• _REQUIRED TASK A_: From the cultural appearances passage, list every film and television program named by title. Leave out episode titles.
• _REQUIRED TASK B_: Does the cultural appearances passage support each statement below? Answer yes or no and quote the deciding words. (i) The song served as the theme song for The Ina Ray Hutton Show in the 1950s. (ii) The song was central to the plot of Has Anybody Seen My Gal? (iii) Lucille Ball played the piano in her performances of the song.
• _REQUIRED TASK C_:
Use the cultural appearances passage to answer these questions.
(i) In what decade was Has Anybody Seen My Gal? set?
(ii) What was the name of the fictional group that performed the song in "The Pinch Singer"?
(iii) Whom did the Walter Mondale 1984 presidential campaign introduce with the song?

• _PASSAGE SHOWN_:
Cultural appearances
The 1952 Hollywood comedy film Has Anybody Seen My Gal? was set in the 1920s and used the song, among a few others from that era, but these musical touches were unrelated to the plot. The song was the theme song for TV's The Ina Ray Hutton Show during the 1950s. The song was featured in the 1936 Our Gang short film "The Pinch Singer", performed by a fictional group named "The Plantation Trio". Lucille Ball performs this song in an episode of I Love Lucy, and also in the episode of The Lucy Show titled "Lucy's College Reunion", in both performances playing the ukulele.

In 1984, it was used by the Walter Mondale 1984 presidential campaign to introduce vice-presidential candidate Geraldine Ferraro (who was actually five feet, four inches).

• _DATASET CONTENT_:
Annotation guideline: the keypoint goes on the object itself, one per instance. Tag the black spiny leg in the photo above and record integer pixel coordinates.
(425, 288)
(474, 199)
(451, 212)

• _COMPLETE ANSWER A_:
Has Anybody Seen My Gal?
The Ina Ray Hutton Show
"The Pinch Singer"
I Love Lucy
The Lucy Show

• _COMPLETE ANSWER B_:
(i) Yes: "The song was the theme song for TV's The Ina Ray Hutton Show during the 1950s."
(ii) No: "these musical touches were unrelated to the plot"
(iii) No: "in both performances playing the ukulele"

• _COMPLETE ANSWER C_:
(i) The 1920s
(ii) "The Plantation Trio"
(iii) Vice-presidential candidate Geraldine Ferraro